# Brano da leggere
----------------

Mentre è ancora in corso lo spoglio dei voti, la tendenza è ormai definita: vistoso calo dell’affluenza, soprattutto in regioni dove è sempre stata fortissima la partecipazione elettorale; il Partito democratico di Renzi dilapida il bottino di voti ottenuto alle scorse elezioni europee ed esce malconcio da queste Regionali, sia pur confermando i presidenti di Toscana, Marche, Puglia e Umbria; affermazione della Lega, che non solo stravince in Veneto, ma si affaccia nel Centro fagocitando i voti di Forza Italia, in caduta libera ovunque; il Movimento 5 stelle si conferma intorno al 20%; in Campania è in testa Vincenzo De Luca di 50mila voti quando mancano ancora i dati di 1400 seggi.

----------------

# Esercizi
1) Spiega in che modo, secondo il brano sulle Regionali, la Lega riesce ad affacciarsi nel Centro.
2) Trascrivi fedelmente il passo del brano sulle Regionali compreso tra "Mentre è ancora" e "di 1400 seggi.", estremi inclusi.
Il materiale riportato di seguito non ha alcun legame con il brano.

# Dati archiviati
----------------

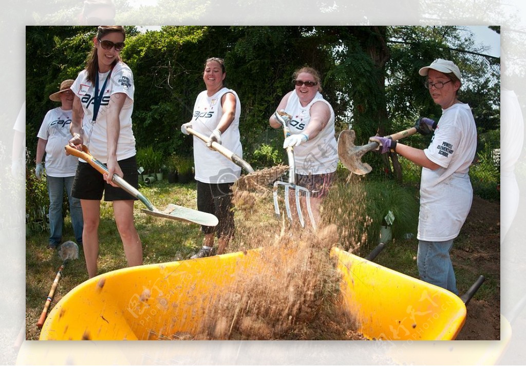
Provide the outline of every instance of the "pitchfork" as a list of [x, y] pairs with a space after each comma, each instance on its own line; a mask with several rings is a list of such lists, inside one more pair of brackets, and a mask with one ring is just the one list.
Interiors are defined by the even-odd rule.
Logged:
[[[287, 115], [283, 112], [277, 111], [274, 113], [274, 117], [283, 126], [283, 133], [285, 138], [290, 136], [290, 130], [288, 127], [288, 121], [292, 118], [292, 116]], [[285, 118], [284, 118], [284, 117]], [[305, 193], [305, 199], [307, 201], [307, 210], [309, 214], [309, 217], [310, 219], [310, 222], [315, 230], [316, 229], [316, 223], [314, 221], [314, 216], [312, 215], [312, 211], [310, 208], [310, 191], [304, 187], [297, 186], [296, 184], [296, 163], [294, 161], [294, 151], [292, 146], [287, 147], [287, 157], [289, 161], [289, 182], [285, 182], [280, 180], [276, 180], [274, 182], [274, 187], [272, 190], [272, 197], [274, 199], [274, 210], [276, 211], [276, 216], [279, 218], [280, 215], [279, 213], [279, 206], [278, 204], [278, 189], [279, 186], [283, 186], [285, 188], [285, 210], [287, 211], [287, 217], [289, 220], [292, 221], [292, 213], [290, 211], [290, 202], [289, 201], [289, 190], [294, 189], [295, 196], [296, 196], [296, 206], [298, 211], [298, 217], [299, 218], [300, 224], [301, 227], [305, 227], [305, 221], [303, 218], [303, 214], [301, 212], [301, 207], [300, 205], [299, 196], [300, 191]]]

----------------

# Soluzioni per esercizio
1) La Lega si affaccia nel Centro fagocitando i voti di Forza Italia, che è in caduta libera ovunque.

2)
Mentre è ancora in corso lo spoglio dei voti, la tendenza è ormai definita: vistoso calo dell’affluenza, soprattutto in regioni dove è sempre stata fortissima la partecipazione elettorale; il Partito democratico di Renzi dilapida il bottino di voti ottenuto alle scorse elezioni europee ed esce malconcio da queste Regionali, sia pur confermando i presidenti di Toscana, Marche, Puglia e Umbria; affermazione della Lega, che non solo stravince in Veneto, ma si affaccia nel Centro fagocitando i voti di Forza Italia, in caduta libera ovunque; il Movimento 5 stelle si conferma intorno al 20%; in Campania è in testa Vincenzo De Luca di 50mila voti quando mancano ancora i dati di 1400 seggi.